— PROBLEM REQUIREMENTS —
Print the entries below word for word, without changing anything.

— RAW DATA —
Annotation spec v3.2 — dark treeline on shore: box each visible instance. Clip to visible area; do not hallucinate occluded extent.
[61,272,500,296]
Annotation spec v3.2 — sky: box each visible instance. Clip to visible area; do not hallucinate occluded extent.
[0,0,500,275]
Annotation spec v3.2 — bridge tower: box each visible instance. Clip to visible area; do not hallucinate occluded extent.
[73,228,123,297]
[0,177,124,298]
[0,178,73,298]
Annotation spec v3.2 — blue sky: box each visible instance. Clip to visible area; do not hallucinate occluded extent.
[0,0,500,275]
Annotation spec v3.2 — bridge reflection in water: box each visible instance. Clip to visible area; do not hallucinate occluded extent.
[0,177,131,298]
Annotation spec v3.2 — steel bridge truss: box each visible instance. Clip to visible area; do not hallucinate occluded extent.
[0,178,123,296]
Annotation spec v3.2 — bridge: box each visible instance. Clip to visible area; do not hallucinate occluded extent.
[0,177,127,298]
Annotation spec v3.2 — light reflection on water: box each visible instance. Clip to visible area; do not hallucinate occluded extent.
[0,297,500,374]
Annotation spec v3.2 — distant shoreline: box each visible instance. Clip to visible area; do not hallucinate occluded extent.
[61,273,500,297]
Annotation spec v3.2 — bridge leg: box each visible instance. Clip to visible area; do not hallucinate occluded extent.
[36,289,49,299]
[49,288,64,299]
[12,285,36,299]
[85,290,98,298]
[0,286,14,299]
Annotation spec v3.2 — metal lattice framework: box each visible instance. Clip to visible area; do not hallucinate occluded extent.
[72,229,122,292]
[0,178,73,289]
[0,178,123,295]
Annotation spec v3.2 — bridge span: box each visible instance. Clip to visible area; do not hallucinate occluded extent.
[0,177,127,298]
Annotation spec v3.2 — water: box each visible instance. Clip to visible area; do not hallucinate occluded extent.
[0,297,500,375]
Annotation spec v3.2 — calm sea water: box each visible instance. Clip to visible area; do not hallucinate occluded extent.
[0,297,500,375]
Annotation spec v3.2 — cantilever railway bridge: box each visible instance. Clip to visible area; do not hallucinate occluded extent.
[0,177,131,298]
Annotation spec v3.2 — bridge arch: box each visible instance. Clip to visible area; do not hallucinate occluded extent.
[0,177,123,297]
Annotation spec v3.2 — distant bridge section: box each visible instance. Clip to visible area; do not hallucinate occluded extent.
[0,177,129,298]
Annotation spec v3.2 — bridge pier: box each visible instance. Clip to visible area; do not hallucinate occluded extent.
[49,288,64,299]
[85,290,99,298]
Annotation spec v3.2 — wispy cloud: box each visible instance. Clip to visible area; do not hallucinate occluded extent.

— OUTPUT —
Annotation spec v3.2 — dark treeline on shore: box each visible instance. Clip to visible area; do not hallucinate occluded extent.
[61,272,500,296]
Annotation spec v3.2 — sky: box each visible instance. Clip to visible area; do not hallucinate occluded extent.
[0,0,500,275]
Annotation spec v3.2 — bridge tower: box each visible instance. Clip to visible area; do not hallucinate occluded extent.
[73,228,123,297]
[0,177,124,298]
[0,178,73,298]
Annotation spec v3.2 — blue sky: box each visible instance. Clip to visible area; do not hallucinate occluded extent.
[0,0,500,275]
Annotation spec v3.2 — bridge reflection in water: box each visible instance. Clip to visible area; do not hallucinate occluded extent.
[0,177,131,298]
Annotation spec v3.2 — steel bridge truss: box each visible instance. Clip to visible area; do not hallucinate occluded extent.
[0,178,123,296]
Annotation spec v3.2 — bridge: box each visible instance. Clip to visible area; do not hallucinate occluded extent.
[0,177,127,298]
Annotation spec v3.2 — light reflection on water: box each visible instance. Clip to visible area; do not hallucinate occluded extent.
[0,297,500,374]
Annotation spec v3.2 — distant shoreline: box each visible instance. Clip to visible area; do not hallucinate occluded extent.
[61,273,500,297]
Annotation spec v3.2 — bridge leg: box each visible instance. Clip to visible area; do not hallucinate occluded extent.
[36,289,49,299]
[49,288,64,299]
[12,285,36,299]
[85,290,98,298]
[0,286,14,299]
Annotation spec v3.2 — metal lattice framework: box each visible instance. Clip to visible area; do not hallucinate occluded extent.
[72,229,122,292]
[0,178,73,289]
[0,178,123,295]
Annotation spec v3.2 — bridge span: box each visible instance. Clip to visible area; do not hallucinate occluded extent.
[0,177,127,298]
Annotation spec v3.2 — water: box each visible instance. Clip to visible area; do not hallucinate occluded extent.
[0,297,500,375]
Annotation spec v3.2 — calm sea water: box each visible instance. Clip to visible area; do not hallucinate occluded extent.
[0,297,500,375]
Annotation spec v3.2 — cantilever railway bridge: box each visible instance. Clip to visible area; do not hallucinate occluded extent.
[0,177,131,298]
Annotation spec v3.2 — bridge arch: box each visible instance. Clip to visible area; do not hallucinate occluded extent.
[0,177,123,297]
Annotation spec v3.2 — distant bridge section: box each visible instance. Clip to visible area; do not hallucinate occluded extent.
[0,177,129,298]
Annotation spec v3.2 — bridge pier: box each visible instance. Clip to visible area; do not hallucinate occluded extent.
[49,288,64,299]
[85,290,99,298]
Annotation spec v3.2 — wispy cloud: box each visible instance. Clip to visible area; do not hallucinate occluded extent.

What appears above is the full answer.